• DIRECTIONS FOR THIS TASK:
Everything from the line with "In this exercise you will tag the car roof" to the end of the data is to be retyped exactly, and nothing else.

[[ SOURCE MATERIAL, beginning ]]

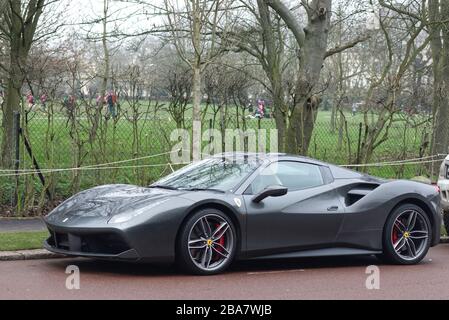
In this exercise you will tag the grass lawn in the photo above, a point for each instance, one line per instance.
(55, 144)
(11, 241)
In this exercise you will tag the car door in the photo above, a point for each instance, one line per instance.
(308, 216)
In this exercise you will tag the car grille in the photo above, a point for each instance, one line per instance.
(106, 243)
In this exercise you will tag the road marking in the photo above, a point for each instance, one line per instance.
(274, 272)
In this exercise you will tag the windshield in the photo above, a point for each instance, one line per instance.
(222, 174)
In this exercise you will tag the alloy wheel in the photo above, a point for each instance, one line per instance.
(211, 242)
(410, 235)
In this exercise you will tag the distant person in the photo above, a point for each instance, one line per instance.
(30, 99)
(44, 99)
(354, 109)
(260, 111)
(111, 100)
(100, 101)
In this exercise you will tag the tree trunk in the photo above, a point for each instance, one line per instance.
(439, 40)
(196, 116)
(21, 30)
(302, 120)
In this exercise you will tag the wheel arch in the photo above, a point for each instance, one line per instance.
(420, 203)
(434, 227)
(218, 205)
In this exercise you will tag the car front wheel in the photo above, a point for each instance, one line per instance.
(207, 243)
(406, 237)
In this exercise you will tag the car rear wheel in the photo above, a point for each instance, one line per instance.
(207, 243)
(446, 221)
(406, 237)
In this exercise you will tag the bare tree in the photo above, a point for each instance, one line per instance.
(20, 28)
(193, 28)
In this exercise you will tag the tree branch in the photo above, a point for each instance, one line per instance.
(346, 46)
(290, 20)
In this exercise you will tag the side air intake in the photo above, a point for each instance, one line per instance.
(358, 192)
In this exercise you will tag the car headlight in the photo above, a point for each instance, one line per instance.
(127, 216)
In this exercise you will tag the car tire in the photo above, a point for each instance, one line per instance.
(446, 221)
(215, 253)
(406, 243)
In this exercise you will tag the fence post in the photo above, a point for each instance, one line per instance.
(359, 142)
(16, 139)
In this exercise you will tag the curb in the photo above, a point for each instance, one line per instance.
(28, 255)
(45, 254)
(444, 240)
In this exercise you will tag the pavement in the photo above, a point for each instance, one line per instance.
(19, 225)
(319, 278)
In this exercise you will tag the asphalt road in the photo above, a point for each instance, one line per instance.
(15, 225)
(324, 278)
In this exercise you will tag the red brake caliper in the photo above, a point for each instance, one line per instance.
(394, 235)
(221, 241)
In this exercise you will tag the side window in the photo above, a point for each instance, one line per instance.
(293, 175)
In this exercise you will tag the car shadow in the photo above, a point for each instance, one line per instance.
(247, 266)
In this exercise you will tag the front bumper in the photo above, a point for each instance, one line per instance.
(130, 255)
(102, 244)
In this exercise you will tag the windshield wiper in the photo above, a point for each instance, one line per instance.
(204, 189)
(163, 187)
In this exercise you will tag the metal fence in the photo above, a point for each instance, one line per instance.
(91, 151)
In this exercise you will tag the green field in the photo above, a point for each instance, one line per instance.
(11, 241)
(56, 145)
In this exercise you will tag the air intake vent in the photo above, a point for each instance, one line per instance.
(358, 192)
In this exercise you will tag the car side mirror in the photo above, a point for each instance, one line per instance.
(271, 191)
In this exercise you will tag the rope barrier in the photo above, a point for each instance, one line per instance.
(109, 165)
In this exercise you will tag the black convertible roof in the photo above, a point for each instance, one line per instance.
(269, 156)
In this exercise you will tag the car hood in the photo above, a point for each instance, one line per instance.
(107, 201)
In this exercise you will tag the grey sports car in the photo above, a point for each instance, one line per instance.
(248, 206)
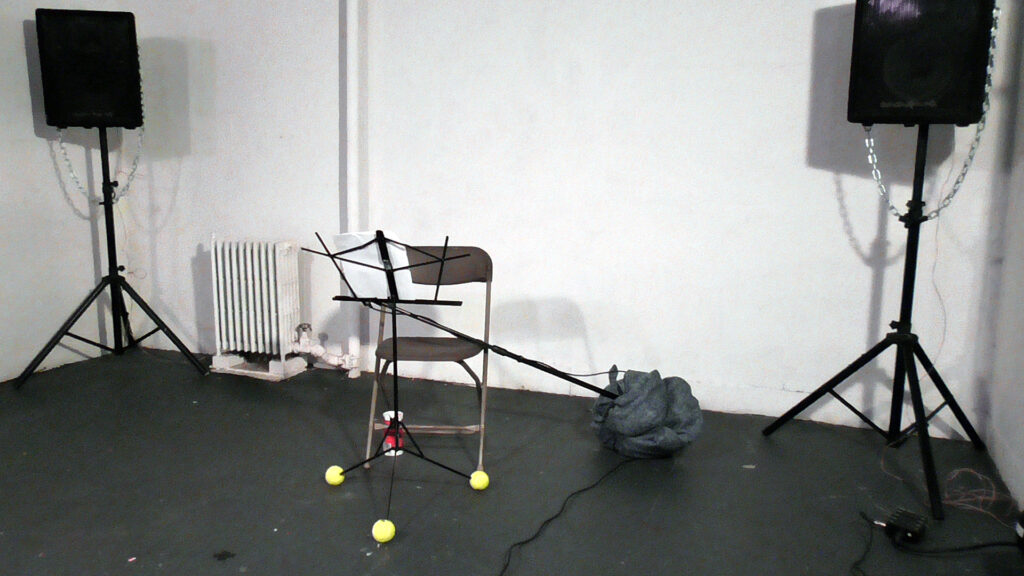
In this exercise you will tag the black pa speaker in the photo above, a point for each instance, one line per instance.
(89, 67)
(920, 62)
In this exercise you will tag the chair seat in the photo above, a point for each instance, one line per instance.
(428, 348)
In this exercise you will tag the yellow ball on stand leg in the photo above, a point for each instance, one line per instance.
(479, 480)
(334, 476)
(383, 531)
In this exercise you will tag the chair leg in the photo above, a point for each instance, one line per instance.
(481, 401)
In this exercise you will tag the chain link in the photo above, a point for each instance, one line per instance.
(872, 158)
(134, 163)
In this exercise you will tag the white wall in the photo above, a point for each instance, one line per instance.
(663, 186)
(673, 186)
(242, 139)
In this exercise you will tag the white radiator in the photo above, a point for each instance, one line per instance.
(256, 307)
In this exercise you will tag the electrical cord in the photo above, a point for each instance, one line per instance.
(903, 546)
(899, 537)
(565, 503)
(855, 569)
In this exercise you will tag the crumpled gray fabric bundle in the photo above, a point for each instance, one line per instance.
(652, 416)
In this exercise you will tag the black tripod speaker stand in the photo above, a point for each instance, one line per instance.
(908, 350)
(123, 337)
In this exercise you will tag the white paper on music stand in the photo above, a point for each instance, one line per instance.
(371, 282)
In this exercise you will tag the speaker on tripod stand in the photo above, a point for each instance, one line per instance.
(90, 71)
(914, 63)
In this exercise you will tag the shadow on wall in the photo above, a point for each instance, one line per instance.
(550, 330)
(202, 271)
(838, 147)
(996, 296)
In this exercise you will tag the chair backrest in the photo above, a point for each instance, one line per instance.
(473, 266)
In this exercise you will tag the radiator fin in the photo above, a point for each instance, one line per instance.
(256, 304)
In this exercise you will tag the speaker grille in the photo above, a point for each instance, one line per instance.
(89, 66)
(920, 62)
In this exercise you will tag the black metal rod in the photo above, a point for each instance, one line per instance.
(911, 220)
(921, 420)
(118, 311)
(60, 332)
(828, 386)
(948, 397)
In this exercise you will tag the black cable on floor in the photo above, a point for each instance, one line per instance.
(855, 569)
(902, 546)
(565, 503)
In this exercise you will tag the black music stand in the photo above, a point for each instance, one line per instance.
(907, 351)
(395, 430)
(123, 337)
(390, 445)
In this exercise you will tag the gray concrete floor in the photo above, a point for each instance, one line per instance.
(136, 464)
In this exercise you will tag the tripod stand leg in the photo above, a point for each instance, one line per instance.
(828, 386)
(921, 419)
(896, 408)
(160, 323)
(948, 397)
(61, 332)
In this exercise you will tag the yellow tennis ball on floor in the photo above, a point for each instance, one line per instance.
(383, 531)
(335, 476)
(479, 480)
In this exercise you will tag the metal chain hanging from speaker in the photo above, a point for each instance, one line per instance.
(74, 174)
(134, 163)
(872, 158)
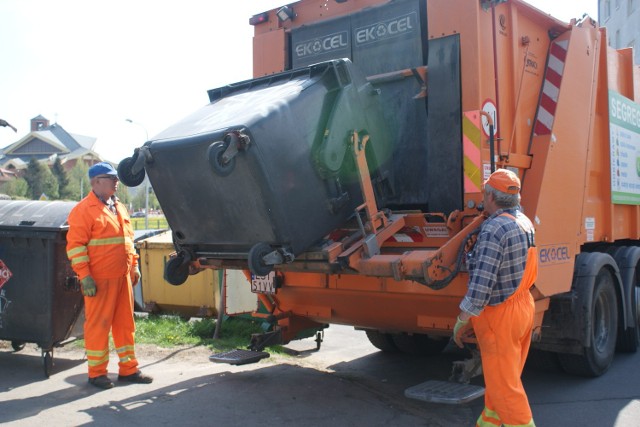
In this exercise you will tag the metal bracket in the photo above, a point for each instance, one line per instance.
(464, 370)
(265, 339)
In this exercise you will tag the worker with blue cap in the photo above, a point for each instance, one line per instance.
(100, 248)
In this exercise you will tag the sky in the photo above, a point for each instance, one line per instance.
(93, 65)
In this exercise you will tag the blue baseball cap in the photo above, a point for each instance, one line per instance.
(102, 168)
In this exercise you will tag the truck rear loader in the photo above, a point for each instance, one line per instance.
(347, 175)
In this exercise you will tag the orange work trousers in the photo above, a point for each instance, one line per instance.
(504, 337)
(110, 310)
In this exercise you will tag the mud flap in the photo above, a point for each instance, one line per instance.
(238, 357)
(451, 393)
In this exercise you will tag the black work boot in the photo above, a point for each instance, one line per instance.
(102, 382)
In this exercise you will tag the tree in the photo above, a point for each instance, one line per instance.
(78, 181)
(40, 180)
(63, 180)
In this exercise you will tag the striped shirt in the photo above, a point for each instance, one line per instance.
(496, 263)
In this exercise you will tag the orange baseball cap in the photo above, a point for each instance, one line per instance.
(504, 180)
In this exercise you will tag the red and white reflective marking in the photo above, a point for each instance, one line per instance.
(551, 88)
(406, 237)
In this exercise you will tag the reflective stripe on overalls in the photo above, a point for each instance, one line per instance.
(504, 336)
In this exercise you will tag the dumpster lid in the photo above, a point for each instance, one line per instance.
(34, 214)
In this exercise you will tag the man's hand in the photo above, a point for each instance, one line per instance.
(459, 330)
(135, 275)
(89, 288)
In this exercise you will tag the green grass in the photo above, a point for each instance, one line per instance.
(168, 331)
(155, 223)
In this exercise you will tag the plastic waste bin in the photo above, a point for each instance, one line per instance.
(244, 176)
(138, 299)
(40, 299)
(198, 297)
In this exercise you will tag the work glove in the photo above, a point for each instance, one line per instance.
(88, 286)
(135, 275)
(459, 330)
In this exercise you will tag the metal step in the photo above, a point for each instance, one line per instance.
(444, 392)
(238, 357)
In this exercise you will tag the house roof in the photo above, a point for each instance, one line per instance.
(42, 144)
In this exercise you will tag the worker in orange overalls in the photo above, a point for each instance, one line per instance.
(100, 248)
(498, 305)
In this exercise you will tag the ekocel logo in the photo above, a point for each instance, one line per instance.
(323, 44)
(390, 28)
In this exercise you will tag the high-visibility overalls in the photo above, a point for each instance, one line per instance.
(504, 337)
(100, 244)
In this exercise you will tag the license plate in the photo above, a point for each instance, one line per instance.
(263, 284)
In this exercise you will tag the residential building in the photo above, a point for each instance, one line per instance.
(45, 142)
(622, 21)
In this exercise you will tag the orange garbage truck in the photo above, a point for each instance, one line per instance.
(346, 177)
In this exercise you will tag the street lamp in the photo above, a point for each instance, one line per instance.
(146, 180)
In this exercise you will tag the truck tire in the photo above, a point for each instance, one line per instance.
(381, 341)
(596, 359)
(419, 344)
(629, 338)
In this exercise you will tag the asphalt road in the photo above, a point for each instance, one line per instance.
(347, 383)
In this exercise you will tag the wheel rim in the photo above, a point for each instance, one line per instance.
(601, 322)
(637, 301)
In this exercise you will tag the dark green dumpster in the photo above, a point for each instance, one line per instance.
(40, 300)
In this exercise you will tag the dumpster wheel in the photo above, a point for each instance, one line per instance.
(126, 176)
(221, 164)
(17, 345)
(256, 259)
(176, 271)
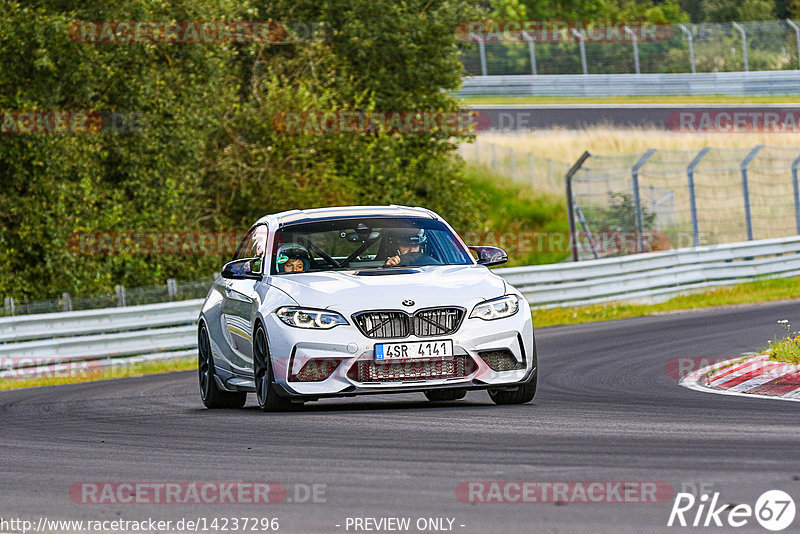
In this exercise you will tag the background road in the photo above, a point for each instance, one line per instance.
(606, 410)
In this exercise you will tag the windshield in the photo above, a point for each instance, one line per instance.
(365, 243)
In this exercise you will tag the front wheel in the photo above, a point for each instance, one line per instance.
(266, 390)
(520, 395)
(212, 396)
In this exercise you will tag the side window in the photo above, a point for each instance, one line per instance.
(253, 245)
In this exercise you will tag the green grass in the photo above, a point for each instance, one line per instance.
(514, 216)
(747, 293)
(664, 99)
(90, 375)
(787, 348)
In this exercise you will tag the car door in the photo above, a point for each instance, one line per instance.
(240, 301)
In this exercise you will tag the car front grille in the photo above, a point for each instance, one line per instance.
(396, 324)
(410, 370)
(381, 325)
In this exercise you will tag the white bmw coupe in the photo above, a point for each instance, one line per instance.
(347, 301)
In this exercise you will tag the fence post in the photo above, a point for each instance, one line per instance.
(120, 295)
(637, 200)
(635, 48)
(533, 170)
(570, 211)
(744, 45)
(797, 38)
(690, 38)
(746, 190)
(172, 288)
(582, 46)
(587, 230)
(796, 188)
(531, 50)
(67, 299)
(481, 52)
(692, 198)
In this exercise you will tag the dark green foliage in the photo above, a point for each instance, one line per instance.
(209, 158)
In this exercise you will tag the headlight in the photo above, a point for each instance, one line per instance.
(306, 318)
(496, 308)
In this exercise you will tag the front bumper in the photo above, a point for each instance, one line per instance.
(291, 348)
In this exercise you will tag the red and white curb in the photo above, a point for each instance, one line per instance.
(754, 376)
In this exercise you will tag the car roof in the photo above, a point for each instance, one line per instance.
(344, 212)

[[ SOURCE MATERIAL, end ]]

• PROBLEM SOLUTION:
In this exercise you will tag the car roof in the photo above, a point for each instance, one line per instance.
(344, 212)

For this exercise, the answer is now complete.